- [Aim of the exercise] Write out again only the lines running from the one that contains "Practice. For this step, pick out the street" to the end of the records below, including both the first and the last.
»»
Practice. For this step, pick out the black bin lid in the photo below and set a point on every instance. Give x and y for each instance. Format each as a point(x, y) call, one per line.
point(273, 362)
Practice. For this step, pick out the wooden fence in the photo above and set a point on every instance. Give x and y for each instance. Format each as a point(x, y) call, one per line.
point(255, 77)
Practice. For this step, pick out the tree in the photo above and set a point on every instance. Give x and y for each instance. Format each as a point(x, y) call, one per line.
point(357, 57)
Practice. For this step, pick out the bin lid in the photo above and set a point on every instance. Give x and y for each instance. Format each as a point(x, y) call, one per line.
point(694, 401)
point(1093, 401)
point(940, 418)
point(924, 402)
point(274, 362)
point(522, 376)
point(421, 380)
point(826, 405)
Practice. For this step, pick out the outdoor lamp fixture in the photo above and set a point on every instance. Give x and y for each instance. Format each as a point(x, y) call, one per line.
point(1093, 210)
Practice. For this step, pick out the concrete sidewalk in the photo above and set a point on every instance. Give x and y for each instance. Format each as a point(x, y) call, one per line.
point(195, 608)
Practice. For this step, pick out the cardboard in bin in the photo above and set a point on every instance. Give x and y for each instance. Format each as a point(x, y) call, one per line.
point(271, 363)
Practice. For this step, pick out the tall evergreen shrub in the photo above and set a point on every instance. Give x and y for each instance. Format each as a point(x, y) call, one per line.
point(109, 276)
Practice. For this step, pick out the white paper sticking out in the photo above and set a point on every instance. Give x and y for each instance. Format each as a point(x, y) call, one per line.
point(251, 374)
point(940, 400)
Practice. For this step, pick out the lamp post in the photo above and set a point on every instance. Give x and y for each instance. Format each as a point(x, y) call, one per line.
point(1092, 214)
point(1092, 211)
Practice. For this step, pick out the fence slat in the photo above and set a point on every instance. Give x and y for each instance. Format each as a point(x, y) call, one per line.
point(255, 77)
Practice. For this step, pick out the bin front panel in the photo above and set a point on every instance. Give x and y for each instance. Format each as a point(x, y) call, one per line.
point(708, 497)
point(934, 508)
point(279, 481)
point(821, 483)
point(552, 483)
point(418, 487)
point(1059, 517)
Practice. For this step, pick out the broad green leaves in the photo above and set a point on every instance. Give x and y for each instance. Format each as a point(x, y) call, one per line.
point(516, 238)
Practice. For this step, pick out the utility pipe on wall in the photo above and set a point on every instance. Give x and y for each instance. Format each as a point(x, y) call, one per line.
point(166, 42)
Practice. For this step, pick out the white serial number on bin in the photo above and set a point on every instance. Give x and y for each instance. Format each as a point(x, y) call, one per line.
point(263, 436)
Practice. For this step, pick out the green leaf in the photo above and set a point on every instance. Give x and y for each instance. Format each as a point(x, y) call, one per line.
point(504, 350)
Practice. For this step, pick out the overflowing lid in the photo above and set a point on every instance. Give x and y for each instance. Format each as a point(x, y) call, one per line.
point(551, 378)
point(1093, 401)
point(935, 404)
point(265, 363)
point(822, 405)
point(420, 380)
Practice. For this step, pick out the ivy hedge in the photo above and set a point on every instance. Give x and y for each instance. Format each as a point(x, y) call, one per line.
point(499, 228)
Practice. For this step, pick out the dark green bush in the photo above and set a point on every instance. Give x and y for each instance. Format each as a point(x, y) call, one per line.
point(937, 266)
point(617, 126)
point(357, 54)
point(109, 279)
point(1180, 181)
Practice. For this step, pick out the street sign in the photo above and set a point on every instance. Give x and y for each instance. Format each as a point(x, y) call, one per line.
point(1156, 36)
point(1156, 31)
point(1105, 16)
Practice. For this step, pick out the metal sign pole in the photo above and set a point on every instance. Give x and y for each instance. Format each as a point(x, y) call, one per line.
««
- [Response]
Practice. For this step, pick out the street sign in the photo above and set a point on every instance. Give x and y for each instance. Format each as a point(x, y) call, one per line.
point(1156, 36)
point(1156, 31)
point(1105, 16)
Practice. For this step, pick out the metal sign pole in the photo above and set a point on every instance. Give x and y for each instance. Format each as a point(x, y) call, one per line.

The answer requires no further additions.